** START OF DATASET RECORDS **
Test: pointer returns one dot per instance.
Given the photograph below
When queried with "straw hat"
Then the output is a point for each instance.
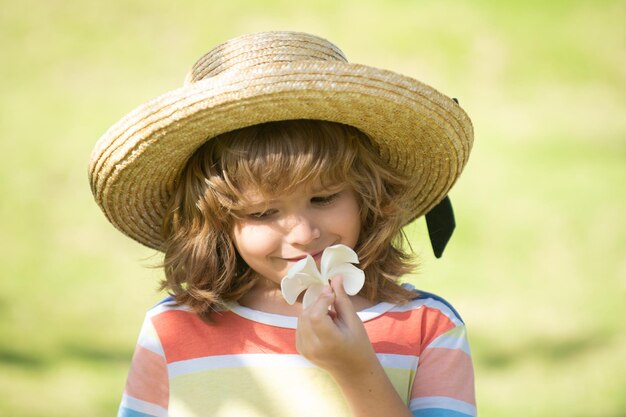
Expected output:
(266, 77)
** END OF DATASET RECORDS **
* **WRITTEN INSTRUCTION**
Recast the listing above as a numbered list without blank lines, and leave the picture out.

* **COMPLETED TASK**
1. Test: pointer returns one dot per instance.
2. Given the photograph below
3. When queried with "straw hat"
4. Then the output is a point for each instance.
5. Expected output:
6. (266, 77)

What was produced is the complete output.